PROBLEM STATEMENT> Could you return only the lines that run from the line with "# point at: black tank" through the final line of the data, exactly as they stand?

Stored data entries:

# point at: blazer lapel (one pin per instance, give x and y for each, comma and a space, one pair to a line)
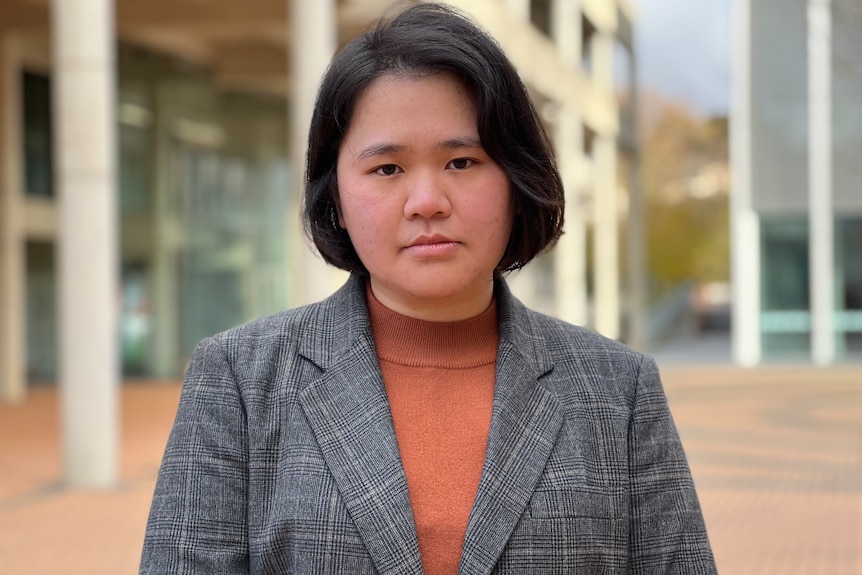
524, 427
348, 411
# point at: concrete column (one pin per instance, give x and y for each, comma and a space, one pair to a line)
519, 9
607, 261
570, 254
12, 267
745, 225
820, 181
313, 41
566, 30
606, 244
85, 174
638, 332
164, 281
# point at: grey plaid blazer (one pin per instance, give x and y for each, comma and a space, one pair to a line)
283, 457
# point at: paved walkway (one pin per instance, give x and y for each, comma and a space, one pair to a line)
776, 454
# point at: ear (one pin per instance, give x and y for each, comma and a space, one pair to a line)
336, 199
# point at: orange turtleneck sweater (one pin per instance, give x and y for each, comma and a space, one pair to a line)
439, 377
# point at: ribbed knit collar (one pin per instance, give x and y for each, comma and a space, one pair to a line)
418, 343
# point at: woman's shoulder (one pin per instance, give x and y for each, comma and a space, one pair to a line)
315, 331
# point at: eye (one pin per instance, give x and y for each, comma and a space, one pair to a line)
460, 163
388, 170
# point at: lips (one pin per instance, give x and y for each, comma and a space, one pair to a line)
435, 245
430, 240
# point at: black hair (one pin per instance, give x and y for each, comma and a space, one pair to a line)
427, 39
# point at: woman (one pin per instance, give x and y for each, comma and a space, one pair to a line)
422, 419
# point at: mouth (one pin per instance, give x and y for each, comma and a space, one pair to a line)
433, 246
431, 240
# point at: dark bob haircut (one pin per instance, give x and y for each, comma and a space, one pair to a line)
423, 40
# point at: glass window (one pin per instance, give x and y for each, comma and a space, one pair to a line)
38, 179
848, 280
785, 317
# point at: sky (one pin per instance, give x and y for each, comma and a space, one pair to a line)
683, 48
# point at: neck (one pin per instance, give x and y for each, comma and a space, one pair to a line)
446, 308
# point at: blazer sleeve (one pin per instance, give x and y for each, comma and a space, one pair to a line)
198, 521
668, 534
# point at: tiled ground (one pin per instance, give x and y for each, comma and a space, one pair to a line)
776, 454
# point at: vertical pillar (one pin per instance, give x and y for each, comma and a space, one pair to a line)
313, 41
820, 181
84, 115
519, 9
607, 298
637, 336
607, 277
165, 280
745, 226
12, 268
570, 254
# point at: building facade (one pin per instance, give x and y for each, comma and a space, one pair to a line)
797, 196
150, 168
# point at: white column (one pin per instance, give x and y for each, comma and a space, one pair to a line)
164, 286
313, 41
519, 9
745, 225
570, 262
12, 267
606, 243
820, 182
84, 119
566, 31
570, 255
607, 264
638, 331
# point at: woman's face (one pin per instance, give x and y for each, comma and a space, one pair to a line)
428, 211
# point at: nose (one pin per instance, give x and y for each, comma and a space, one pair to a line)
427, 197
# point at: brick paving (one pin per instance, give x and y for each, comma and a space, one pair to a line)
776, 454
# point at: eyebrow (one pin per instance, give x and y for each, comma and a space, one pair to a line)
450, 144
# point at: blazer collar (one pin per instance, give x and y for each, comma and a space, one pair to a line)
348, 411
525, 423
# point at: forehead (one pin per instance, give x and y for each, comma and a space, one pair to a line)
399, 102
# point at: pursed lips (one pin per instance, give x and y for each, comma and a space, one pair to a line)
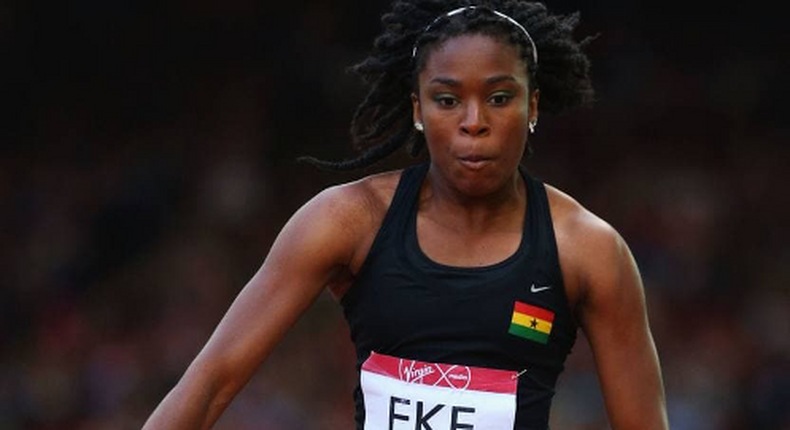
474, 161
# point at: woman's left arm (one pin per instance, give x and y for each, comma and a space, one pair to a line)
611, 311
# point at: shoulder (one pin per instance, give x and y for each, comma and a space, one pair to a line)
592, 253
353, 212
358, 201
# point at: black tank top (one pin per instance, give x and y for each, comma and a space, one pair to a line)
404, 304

SOLUTION TO THE PROBLEM>
# point at: black tank top (one pin per instance, give x and y for each, comma and a space, one pair to a line)
404, 304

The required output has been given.